- [WORK TO DO]:
(1) Copy the part of the gfs2 patch message that begins at "Content-Transfer-Encoding: 7bit" and ends after "rgaddr <= maxrgsz)".
(2) Return every line of the records that contains the string "road".

From mboxrd@z Thu Jan  1 00:00:00 1970
From: Andrew Price <anprice@redhat.com>
Date: Thu, 06 Jun 2013 14:04:02 +0100
Subject: [Cluster-devel] [PATCH 2/4] mkfs.gfs2: Align resource groups to
 RAID stripes
In-Reply-To: <83456593.48037538.1370523424334.JavaMail.root@redhat.com>
References: <1370520213-29676-1-git-send-email-anprice@redhat.com>
	<1370520213-29676-2-git-send-email-anprice@redhat.com>
	<83456593.48037538.1370523424334.JavaMail.root@redhat.com>
Message-ID: <51B088C2.4080701@redhat.com>
List-Id: <cluster-devel.redhat.com>
To: cluster-devel.redhat.com
MIME-Version: 1.0
Content-Type: text/plain; charset="us-ascii"
Content-Transfer-Encoding: 7bit

On 06/06/13 13:57, Bob Peterson wrote:
> Hi,
>
> | +			/* Squeeze the last 1 or 2 rgs into the remaining space */
> | +			if ((nextaddr < sdp->device.length) && (sdp->device.length - nextaddr >=
> | minrgsz)) {
> | +				rglen = sdp->device.length - nextaddr;
> | +			} else {
> | +				if (sdp->device.length - rgaddr <= maxrgsz)
> | +					rgt->length = sdp->device.length - rgaddr;
> | +				else
> | +					rgt->length = maxrgsz;
> | +				/* This is the last rg */
> | +				nextaddr = 0;
>
> In GFS1, we allowed mix-and-match resource group sizes, but we originally
> designed mkfs.gfs2 to ensure that all rgrps were the same uniform size. This
> usually means some space is wasted at the end of the last resource group.
>
> We did this primarily so that fsck.gfs2 could more easily detect and repair
> damaged resource groups and rindex values. At the time it was designed, I got
> the buy-in of a bunch of developers and we all agreed to it. Since that time,
> I've had to change fsck.gfs2 to take more drastic measures to repair damaged
> resource groups, due to the fact that gfs2_convert can convert a GFS1 file
> system to GFS2, and thus, we can still end up with non-uniform resource groups.

- [Items drawn from a data source]:
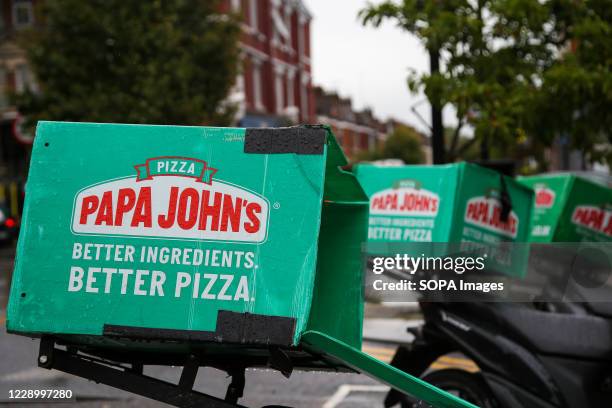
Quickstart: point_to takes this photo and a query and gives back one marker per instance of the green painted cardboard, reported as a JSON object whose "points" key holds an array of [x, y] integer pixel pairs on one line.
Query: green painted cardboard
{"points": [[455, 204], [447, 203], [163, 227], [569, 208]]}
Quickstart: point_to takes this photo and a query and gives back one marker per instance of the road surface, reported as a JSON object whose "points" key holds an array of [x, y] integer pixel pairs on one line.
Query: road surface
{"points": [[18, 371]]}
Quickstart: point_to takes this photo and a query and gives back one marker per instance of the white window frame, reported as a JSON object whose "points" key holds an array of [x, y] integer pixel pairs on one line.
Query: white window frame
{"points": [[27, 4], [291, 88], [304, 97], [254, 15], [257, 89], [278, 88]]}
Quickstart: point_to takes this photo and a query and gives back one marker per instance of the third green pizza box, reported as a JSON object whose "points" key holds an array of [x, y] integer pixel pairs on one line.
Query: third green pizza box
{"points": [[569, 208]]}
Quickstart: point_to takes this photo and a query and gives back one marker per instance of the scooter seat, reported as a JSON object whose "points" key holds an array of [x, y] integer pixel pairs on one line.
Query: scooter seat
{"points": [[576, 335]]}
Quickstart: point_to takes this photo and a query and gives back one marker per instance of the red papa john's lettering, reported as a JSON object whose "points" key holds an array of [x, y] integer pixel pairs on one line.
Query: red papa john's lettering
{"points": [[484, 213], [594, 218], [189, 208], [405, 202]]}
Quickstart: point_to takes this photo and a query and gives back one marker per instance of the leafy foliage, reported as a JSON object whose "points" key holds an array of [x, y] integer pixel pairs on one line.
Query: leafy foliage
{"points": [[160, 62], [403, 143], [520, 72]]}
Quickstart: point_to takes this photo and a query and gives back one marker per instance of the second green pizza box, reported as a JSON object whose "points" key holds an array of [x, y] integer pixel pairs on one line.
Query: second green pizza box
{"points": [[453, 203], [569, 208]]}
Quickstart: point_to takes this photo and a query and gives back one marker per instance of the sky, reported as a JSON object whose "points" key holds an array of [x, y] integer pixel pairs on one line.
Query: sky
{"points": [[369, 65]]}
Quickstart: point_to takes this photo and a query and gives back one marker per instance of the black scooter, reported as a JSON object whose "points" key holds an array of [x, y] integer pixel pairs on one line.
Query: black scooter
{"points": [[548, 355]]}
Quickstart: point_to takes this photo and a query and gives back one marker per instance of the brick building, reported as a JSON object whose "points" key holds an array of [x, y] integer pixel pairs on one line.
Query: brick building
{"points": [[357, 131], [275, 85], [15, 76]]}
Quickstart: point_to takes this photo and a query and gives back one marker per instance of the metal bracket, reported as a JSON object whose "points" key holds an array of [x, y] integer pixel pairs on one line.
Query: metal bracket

- [SOLUTIONS IN ORDER]:
(1)
Content-Transfer-Encoding: 7bit

On 06/06/13 13:57, Bob Peterson wrote:
> Hi,
>
> | +			/* Squeeze the last 1 or 2 rgs into the remaining space */
> | +			if ((nextaddr < sdp->device.length) && (sdp->device.length - nextaddr >=
> | minrgsz)) {
> | +				rglen = sdp->device.length - nextaddr;
> | +			} else {
> | +				if (sdp->device.length - rgaddr <= maxrgsz)

(2)
Quickstart: point_to takes this photo and a query and gives back one marker per instance of the road surface, reported as a JSON object whose "points" key holds an array of [x, y] integer pixel pairs on one line.
Query: road surface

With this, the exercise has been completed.